- **What the task asks**: Repeat the records verbatim, beginning with the line that contains "Annotate the sage" and continuing through the line that contains "column 480, row 274", including both of those lines.

- **Records for the task**:
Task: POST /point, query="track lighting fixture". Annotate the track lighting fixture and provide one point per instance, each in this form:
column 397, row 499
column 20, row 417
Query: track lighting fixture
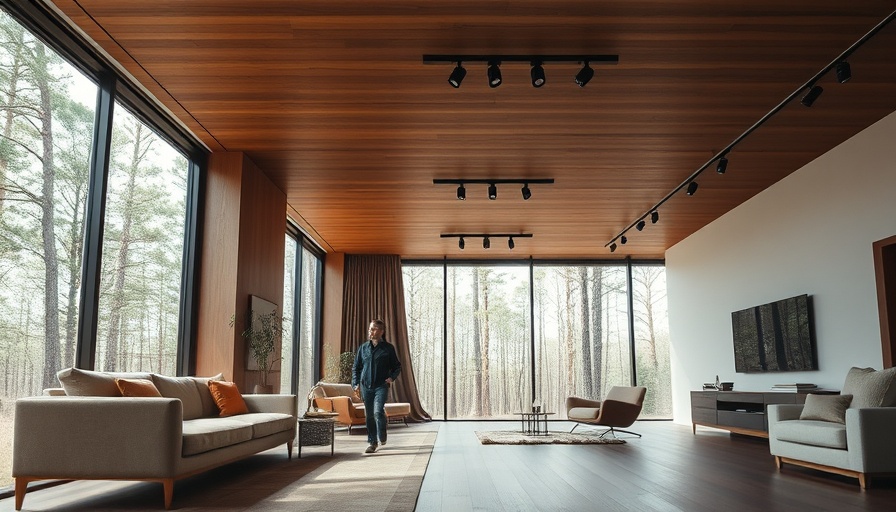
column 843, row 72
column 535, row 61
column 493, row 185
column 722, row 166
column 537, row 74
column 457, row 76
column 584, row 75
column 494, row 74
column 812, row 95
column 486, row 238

...

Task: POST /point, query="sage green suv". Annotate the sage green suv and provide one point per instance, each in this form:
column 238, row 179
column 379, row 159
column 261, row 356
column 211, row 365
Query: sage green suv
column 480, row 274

- **Written response**:
Task: POST /point, query="sage green suv". Annotate the sage green suv and provide one point per instance, each in this form:
column 238, row 179
column 379, row 159
column 261, row 356
column 211, row 365
Query: sage green suv
column 480, row 274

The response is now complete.